*Record set*.
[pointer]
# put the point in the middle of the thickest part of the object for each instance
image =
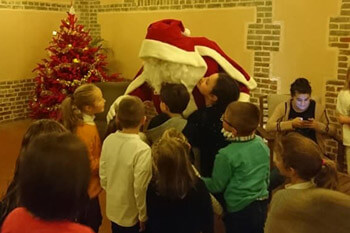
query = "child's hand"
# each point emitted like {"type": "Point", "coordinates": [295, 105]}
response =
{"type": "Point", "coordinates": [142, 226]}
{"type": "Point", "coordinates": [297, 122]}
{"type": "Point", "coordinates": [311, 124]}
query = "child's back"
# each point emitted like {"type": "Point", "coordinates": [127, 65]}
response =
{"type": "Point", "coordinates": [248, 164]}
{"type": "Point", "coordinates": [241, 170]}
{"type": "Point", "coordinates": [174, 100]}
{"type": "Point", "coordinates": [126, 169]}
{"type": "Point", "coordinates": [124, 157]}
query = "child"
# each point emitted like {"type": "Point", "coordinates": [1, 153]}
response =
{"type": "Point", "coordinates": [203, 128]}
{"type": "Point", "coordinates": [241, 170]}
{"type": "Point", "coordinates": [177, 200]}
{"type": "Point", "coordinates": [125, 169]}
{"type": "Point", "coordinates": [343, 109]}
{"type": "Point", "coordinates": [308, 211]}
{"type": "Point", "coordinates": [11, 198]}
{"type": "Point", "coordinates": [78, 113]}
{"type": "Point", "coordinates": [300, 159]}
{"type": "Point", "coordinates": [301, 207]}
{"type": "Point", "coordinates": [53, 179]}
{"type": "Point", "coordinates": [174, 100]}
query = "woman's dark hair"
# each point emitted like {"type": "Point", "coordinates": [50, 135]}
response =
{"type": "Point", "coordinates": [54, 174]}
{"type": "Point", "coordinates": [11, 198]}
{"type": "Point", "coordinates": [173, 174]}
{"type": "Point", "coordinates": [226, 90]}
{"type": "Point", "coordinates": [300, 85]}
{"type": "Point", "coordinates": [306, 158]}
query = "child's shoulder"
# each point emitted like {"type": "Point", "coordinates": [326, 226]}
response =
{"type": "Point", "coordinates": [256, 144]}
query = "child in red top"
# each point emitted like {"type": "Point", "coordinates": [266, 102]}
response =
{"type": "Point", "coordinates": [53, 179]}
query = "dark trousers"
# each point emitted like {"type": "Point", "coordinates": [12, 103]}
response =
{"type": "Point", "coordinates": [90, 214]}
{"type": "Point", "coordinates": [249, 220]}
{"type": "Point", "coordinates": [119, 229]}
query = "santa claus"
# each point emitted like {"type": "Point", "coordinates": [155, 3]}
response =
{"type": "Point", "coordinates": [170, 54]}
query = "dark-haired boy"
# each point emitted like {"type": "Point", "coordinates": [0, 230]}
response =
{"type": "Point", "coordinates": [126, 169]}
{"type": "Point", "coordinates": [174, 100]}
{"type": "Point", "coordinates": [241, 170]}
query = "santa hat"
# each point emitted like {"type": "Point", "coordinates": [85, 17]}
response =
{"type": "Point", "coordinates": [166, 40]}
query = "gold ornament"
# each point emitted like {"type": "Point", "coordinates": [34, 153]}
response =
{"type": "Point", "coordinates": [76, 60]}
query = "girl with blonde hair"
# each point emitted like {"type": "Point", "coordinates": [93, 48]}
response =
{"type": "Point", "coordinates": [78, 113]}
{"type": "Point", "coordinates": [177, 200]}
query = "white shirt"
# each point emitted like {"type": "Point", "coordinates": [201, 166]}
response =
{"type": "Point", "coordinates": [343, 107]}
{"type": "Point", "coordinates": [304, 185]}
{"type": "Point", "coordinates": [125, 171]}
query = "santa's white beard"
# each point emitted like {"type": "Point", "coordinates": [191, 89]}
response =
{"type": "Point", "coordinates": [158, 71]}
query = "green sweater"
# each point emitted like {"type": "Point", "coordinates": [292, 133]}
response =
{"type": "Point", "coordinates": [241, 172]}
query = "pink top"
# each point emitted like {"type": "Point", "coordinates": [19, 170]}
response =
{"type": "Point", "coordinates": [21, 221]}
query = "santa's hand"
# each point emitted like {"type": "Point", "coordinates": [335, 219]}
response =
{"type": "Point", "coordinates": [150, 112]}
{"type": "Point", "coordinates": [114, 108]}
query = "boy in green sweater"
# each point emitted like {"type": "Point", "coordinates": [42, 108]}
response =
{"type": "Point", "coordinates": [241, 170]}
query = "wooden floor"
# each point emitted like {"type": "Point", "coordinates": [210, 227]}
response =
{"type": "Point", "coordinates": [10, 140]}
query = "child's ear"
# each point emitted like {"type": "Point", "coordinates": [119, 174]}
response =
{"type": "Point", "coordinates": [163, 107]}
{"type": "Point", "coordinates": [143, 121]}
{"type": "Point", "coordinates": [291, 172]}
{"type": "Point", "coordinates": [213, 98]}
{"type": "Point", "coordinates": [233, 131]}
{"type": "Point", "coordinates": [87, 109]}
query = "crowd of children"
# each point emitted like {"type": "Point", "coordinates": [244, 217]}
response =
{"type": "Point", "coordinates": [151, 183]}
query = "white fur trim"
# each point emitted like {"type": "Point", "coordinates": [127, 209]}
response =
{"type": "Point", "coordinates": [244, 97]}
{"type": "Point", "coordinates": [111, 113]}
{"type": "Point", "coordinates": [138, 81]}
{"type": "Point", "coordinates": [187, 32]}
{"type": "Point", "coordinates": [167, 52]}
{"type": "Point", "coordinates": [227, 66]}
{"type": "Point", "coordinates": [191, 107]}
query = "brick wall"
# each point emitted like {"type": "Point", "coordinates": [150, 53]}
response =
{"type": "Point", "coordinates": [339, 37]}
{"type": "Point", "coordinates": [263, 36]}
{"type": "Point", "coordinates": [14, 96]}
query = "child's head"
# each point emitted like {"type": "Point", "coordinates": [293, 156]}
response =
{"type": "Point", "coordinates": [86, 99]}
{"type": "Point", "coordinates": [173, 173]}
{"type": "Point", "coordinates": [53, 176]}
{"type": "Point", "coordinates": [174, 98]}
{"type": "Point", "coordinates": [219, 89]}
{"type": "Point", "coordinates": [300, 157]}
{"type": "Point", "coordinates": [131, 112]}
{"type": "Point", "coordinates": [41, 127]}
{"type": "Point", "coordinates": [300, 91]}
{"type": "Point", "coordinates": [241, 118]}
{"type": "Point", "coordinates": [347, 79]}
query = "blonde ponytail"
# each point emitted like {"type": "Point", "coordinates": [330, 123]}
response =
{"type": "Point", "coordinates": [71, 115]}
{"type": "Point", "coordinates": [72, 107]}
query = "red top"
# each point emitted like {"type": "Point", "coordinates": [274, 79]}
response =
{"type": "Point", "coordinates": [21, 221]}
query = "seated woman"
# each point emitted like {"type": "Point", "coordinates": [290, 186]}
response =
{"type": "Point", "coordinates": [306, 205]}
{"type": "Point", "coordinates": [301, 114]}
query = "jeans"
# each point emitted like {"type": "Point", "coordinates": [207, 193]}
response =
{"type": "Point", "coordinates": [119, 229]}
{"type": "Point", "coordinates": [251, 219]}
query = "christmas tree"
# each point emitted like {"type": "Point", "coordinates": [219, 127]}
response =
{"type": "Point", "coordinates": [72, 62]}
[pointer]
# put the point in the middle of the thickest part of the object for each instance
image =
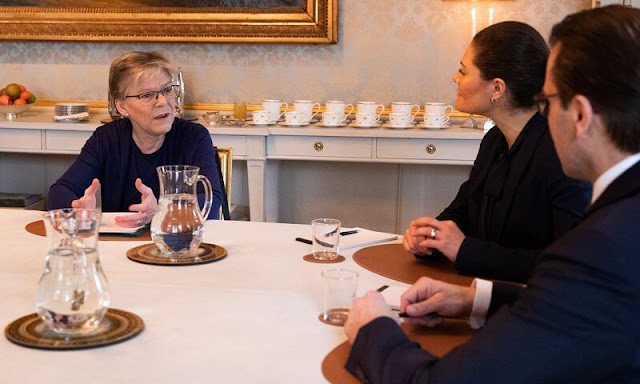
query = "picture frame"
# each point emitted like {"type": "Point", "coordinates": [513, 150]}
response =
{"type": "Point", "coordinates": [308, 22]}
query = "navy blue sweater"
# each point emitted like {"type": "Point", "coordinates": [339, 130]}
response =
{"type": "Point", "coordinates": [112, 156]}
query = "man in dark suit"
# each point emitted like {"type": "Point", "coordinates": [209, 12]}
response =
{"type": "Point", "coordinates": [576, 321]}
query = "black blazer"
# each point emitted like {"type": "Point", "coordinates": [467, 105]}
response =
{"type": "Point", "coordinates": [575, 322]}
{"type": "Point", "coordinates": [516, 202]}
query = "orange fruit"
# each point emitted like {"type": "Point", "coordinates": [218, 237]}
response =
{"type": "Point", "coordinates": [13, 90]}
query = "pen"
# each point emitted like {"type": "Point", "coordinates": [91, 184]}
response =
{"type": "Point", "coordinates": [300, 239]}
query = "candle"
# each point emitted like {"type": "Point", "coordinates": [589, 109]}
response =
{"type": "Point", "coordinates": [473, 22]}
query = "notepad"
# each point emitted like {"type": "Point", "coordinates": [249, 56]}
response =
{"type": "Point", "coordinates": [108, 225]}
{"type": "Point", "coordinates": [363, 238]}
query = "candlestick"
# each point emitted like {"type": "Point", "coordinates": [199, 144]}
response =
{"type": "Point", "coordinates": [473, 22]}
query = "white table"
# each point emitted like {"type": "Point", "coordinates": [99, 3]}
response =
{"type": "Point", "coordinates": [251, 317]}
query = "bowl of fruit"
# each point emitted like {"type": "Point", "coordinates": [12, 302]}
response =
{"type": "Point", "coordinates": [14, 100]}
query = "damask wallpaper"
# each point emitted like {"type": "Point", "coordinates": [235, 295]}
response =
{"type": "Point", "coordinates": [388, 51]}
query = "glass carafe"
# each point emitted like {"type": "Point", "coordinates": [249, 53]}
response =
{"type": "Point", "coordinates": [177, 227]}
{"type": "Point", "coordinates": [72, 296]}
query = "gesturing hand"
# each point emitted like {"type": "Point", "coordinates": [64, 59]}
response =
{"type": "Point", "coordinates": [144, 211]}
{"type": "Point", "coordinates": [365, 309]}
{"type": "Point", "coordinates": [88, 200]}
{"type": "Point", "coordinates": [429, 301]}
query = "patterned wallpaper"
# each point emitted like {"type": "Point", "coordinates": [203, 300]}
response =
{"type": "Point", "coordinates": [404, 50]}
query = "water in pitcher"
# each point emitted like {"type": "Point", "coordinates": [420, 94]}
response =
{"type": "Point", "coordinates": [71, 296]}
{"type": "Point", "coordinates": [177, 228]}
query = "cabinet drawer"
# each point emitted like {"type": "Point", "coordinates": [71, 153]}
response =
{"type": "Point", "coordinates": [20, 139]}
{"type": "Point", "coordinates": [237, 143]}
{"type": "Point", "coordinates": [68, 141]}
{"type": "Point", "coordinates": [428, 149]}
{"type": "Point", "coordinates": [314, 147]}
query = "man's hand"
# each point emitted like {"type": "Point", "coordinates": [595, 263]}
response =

*Aim of the task*. Which rows above contain the word "blonde"? Return each of them copied in full.

*Worked solution*.
query = "girl with blonde hair"
query = "blonde ponytail"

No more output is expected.